For each statement, decide whether it agrees with the passage on The Front Room and back your yes or no with the deciding words quoted from the passage. 1. The Front Room is located in Portland's Munjoy Hill neighborhood. 2. The pasta is rolled out and cut in a closed kitchen away from diners' view. 3. The space has a bright, bold color palette.
[start PAGE EXTRACT]
Few of us are fortunate enough to have been raised in a household with a truly excellent cook. Yet nearly everybody carries around childhood mealtime memories that, triggered by a particular whiff of spice or smoke, activate cascades of nostalgia. More often than not, we’re not really reminiscing about the food itself; we’re thinking about the people who were there to experience it with us.

There’s a similar, wistfully homey vibe that seems to underpin nearly every aspect of The Front Room in Portland’s Munjoy Hill neighborhood. From the coziness of the semisubterranean space, with its muted color palette and built-in wood bench seating, to the baker’s station, a fixture at many of chef/owner Harding Lee Smith’s restaurants: a nook at the back of the dining room festooned with pans, colanders and balloon whisks suspended from the ceiling. Here, out in the open, is where the house-made focaccia is sliced, where the pasta is rolled out and cut, and where silverware is sorted by the servers into tidy, jangly bundles.
[end PAGE EXTRACT]
[start INFORMATION SHOWN]
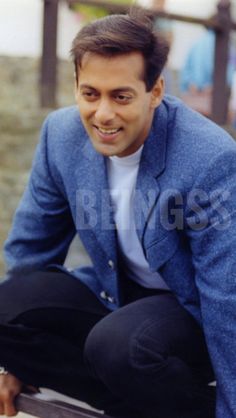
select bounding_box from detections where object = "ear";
[151,75,165,109]
[74,73,78,101]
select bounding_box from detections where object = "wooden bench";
[16,393,111,418]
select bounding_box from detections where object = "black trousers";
[0,271,215,418]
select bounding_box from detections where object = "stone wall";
[0,57,74,277]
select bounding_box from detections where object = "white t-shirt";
[107,146,168,289]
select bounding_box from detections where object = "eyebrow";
[79,84,136,94]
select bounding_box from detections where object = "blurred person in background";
[151,0,173,94]
[180,29,236,117]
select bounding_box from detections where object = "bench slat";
[16,393,111,418]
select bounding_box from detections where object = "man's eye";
[116,94,132,103]
[81,91,97,99]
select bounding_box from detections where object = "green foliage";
[71,0,133,24]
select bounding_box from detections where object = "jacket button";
[100,290,115,303]
[108,260,115,270]
[100,290,107,300]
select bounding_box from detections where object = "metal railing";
[40,0,232,125]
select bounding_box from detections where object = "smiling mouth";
[94,125,121,135]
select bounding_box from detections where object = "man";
[0,10,236,418]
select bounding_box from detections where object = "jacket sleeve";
[4,115,75,272]
[186,147,236,418]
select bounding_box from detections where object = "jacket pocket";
[146,231,180,271]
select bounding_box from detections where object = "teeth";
[98,128,119,134]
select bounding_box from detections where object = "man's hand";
[0,373,23,417]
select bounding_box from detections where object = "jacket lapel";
[134,103,168,244]
[76,138,116,260]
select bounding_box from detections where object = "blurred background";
[0,0,236,277]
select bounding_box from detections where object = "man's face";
[76,52,163,157]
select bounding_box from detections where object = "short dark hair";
[71,7,169,91]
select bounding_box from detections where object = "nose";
[95,99,115,125]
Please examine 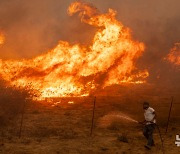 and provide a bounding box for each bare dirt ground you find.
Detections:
[0,89,180,154]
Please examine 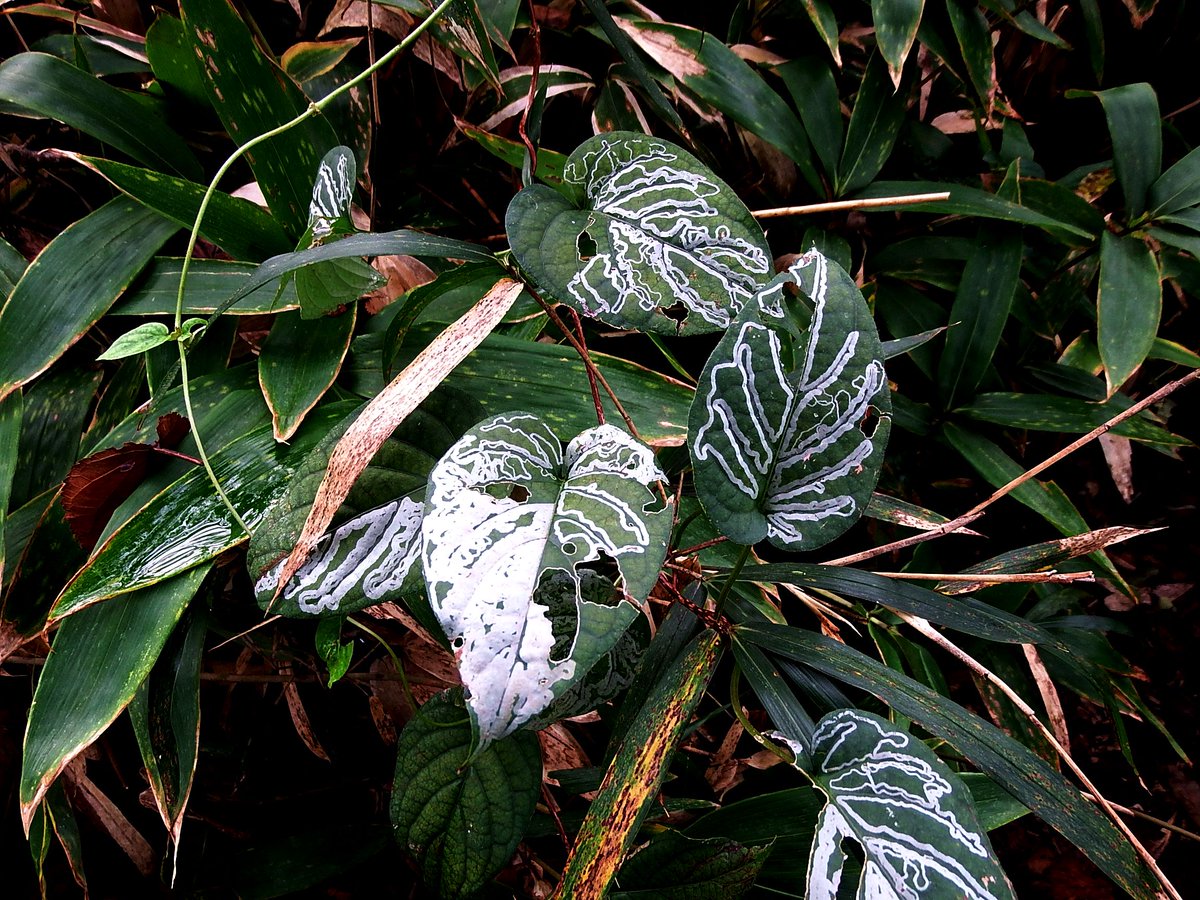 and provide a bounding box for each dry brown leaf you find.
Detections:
[275,278,523,607]
[613,18,708,79]
[366,256,438,316]
[538,722,592,787]
[1100,433,1133,503]
[62,760,158,877]
[280,681,330,762]
[1021,643,1070,751]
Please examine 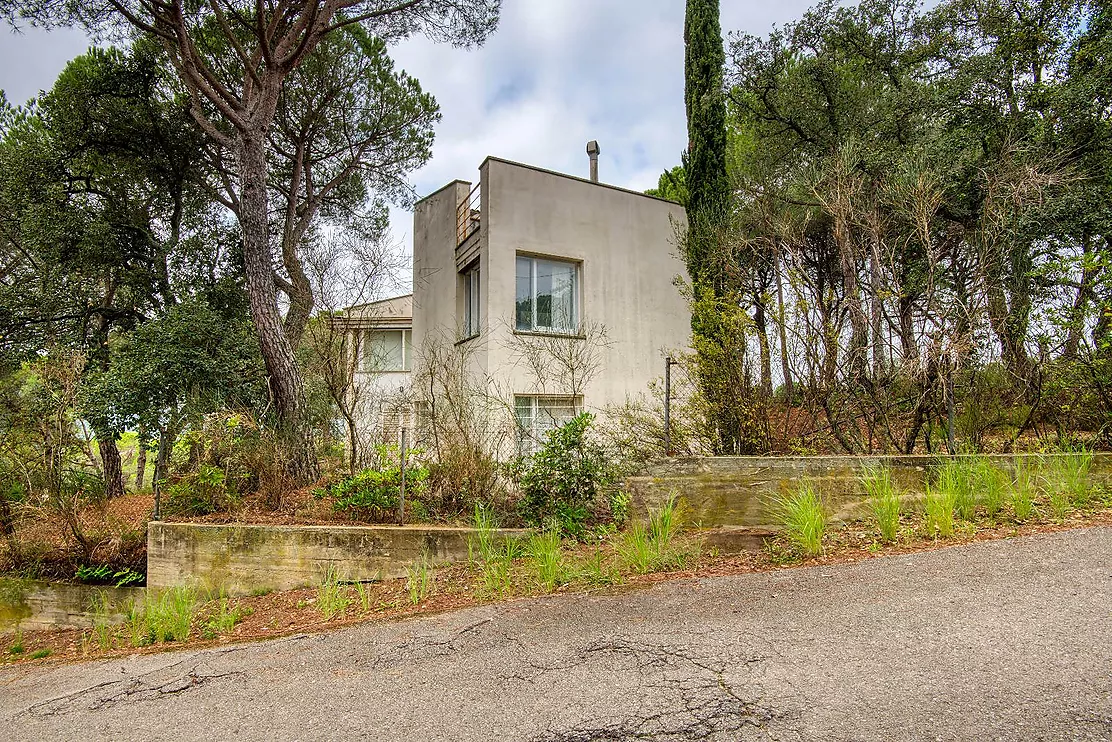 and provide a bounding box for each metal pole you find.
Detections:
[398,427,406,525]
[664,356,673,456]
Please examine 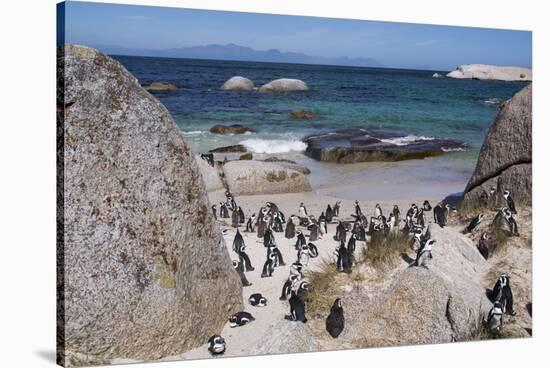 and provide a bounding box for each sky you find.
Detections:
[61,2,532,70]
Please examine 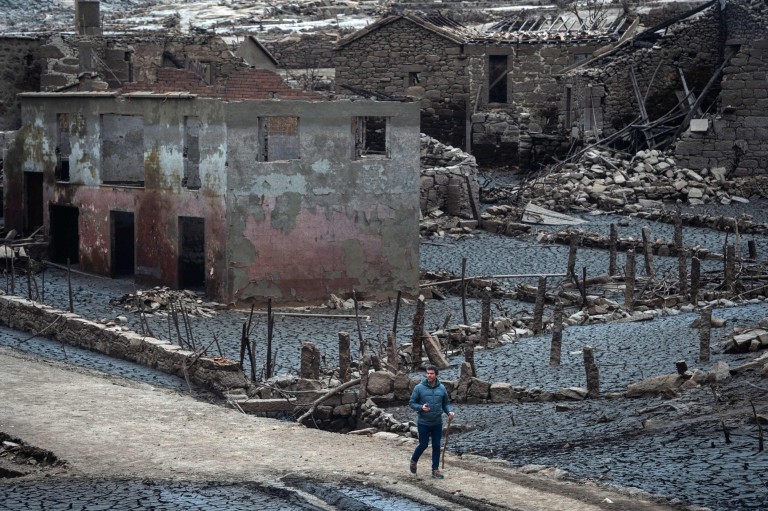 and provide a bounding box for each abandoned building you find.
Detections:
[334,10,634,165]
[561,1,768,176]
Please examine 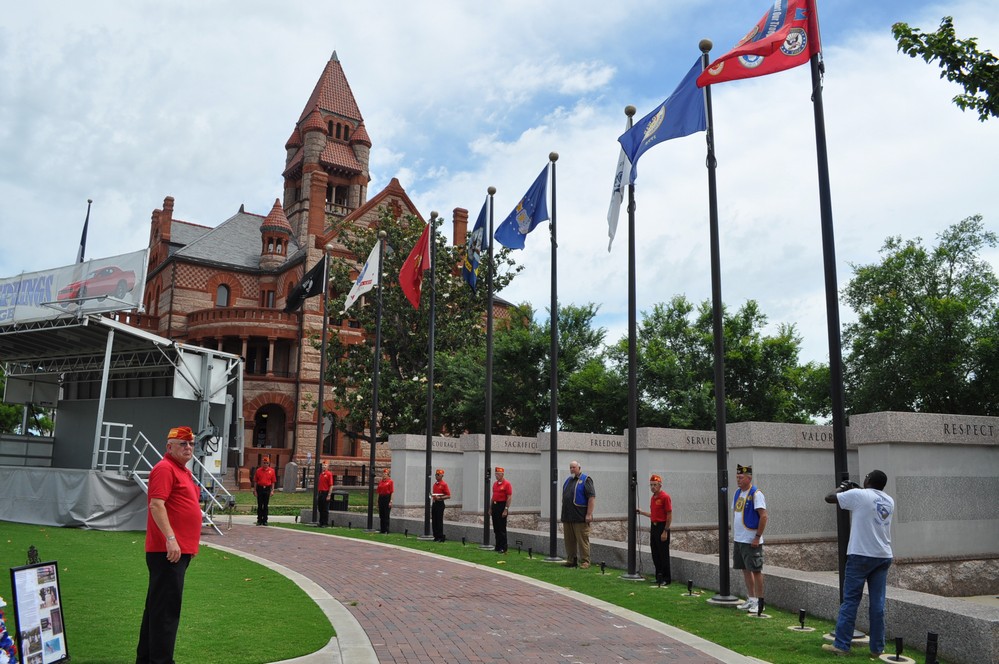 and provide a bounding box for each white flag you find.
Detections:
[end INFORMATION SHOWN]
• [WRITTEN RESPONSE]:
1. Yes: "The Front Room in Portland’s Munjoy Hill neighborhood"
2. No: "Here, out in the open, is where the house-made focaccia is sliced, where the pasta is rolled out and cut"
3. No: "with its muted color palette"